Input data =>
◆ ◆ ◆ ◆ ◆ ◆ ◆

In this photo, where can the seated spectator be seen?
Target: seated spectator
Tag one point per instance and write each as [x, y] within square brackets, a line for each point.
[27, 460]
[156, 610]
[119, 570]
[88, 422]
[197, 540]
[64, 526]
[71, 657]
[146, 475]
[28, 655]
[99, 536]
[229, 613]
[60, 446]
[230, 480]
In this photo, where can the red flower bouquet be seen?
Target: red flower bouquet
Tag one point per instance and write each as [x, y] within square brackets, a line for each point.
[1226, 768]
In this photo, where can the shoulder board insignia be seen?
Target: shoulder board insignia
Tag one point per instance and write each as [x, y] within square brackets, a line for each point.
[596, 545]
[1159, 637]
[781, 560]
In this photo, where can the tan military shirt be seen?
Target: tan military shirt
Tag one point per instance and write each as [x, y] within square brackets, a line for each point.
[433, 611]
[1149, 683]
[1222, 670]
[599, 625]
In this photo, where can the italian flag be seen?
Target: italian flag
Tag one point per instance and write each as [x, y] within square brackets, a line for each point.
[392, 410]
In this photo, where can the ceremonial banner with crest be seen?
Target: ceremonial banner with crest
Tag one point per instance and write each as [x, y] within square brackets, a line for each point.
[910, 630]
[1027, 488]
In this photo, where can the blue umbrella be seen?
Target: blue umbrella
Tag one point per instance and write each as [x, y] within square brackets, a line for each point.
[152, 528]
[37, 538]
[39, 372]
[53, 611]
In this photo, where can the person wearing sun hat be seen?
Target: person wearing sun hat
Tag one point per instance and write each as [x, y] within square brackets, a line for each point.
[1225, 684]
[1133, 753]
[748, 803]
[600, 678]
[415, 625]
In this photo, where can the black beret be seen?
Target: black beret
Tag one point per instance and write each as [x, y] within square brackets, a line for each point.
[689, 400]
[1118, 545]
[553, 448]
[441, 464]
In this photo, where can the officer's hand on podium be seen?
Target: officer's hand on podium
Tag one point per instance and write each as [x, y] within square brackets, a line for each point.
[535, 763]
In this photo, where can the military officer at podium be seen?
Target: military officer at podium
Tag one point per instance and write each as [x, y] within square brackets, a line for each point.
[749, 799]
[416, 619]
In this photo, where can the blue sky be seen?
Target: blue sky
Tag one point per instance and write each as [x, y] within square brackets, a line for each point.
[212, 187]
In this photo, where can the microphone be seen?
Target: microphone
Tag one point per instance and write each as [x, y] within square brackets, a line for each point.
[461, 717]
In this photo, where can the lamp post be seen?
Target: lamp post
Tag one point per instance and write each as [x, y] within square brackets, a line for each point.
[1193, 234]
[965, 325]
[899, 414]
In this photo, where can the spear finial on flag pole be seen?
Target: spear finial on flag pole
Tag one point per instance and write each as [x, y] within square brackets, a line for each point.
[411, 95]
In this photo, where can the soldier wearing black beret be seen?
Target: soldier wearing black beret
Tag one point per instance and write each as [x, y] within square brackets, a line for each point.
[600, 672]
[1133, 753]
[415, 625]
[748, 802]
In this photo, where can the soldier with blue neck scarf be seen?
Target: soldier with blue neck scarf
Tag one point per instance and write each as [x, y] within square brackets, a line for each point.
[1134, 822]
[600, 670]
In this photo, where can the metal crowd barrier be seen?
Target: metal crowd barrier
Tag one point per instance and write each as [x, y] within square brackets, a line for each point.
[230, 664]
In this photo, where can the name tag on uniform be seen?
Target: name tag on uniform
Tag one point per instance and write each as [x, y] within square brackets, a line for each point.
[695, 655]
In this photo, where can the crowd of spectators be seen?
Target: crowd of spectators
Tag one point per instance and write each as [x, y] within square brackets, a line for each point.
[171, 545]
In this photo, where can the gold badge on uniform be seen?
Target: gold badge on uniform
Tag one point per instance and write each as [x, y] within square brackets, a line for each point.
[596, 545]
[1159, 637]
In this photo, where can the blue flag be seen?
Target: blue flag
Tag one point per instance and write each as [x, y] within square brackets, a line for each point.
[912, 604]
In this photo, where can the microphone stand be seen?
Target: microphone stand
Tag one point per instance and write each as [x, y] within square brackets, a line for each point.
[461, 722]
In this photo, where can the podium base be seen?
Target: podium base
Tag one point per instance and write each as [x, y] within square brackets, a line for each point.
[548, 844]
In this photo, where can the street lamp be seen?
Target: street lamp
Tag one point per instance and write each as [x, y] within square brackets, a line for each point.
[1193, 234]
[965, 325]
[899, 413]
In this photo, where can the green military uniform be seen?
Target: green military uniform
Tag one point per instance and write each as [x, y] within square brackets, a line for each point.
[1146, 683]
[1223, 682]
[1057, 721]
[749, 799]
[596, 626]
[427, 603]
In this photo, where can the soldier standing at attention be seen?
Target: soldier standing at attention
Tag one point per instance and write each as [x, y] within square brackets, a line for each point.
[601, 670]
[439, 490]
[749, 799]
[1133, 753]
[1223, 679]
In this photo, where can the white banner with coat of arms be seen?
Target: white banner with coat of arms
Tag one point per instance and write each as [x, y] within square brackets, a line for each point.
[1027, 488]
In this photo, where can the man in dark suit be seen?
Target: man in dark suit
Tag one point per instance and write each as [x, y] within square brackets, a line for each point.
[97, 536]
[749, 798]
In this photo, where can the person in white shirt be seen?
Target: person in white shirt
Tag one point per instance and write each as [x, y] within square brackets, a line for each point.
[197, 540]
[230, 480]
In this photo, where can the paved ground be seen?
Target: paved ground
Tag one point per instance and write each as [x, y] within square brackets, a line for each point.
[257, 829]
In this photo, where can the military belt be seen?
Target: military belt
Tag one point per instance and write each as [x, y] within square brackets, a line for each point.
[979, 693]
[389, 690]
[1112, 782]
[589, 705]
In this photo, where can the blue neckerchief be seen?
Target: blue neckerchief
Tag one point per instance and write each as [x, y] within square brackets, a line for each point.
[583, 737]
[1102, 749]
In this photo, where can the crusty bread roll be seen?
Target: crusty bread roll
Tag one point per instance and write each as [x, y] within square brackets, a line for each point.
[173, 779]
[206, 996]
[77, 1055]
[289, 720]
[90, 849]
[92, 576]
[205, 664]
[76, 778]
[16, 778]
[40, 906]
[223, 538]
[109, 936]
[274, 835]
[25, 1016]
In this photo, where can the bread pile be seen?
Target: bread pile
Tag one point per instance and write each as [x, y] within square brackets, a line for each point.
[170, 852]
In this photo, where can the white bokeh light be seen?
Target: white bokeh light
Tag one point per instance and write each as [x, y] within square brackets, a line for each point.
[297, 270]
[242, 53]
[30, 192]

◆ ◆ ◆ ◆ ◆ ◆ ◆

Problem => Review the material and copy each line in which the word "banner" appears.

Solution =>
In this photo, where can the ceremonial banner with crest be seen?
Target: ceremonial banner with crest
In this photo, where can the white banner with coat of arms be seen?
Target: white banner with coat of arms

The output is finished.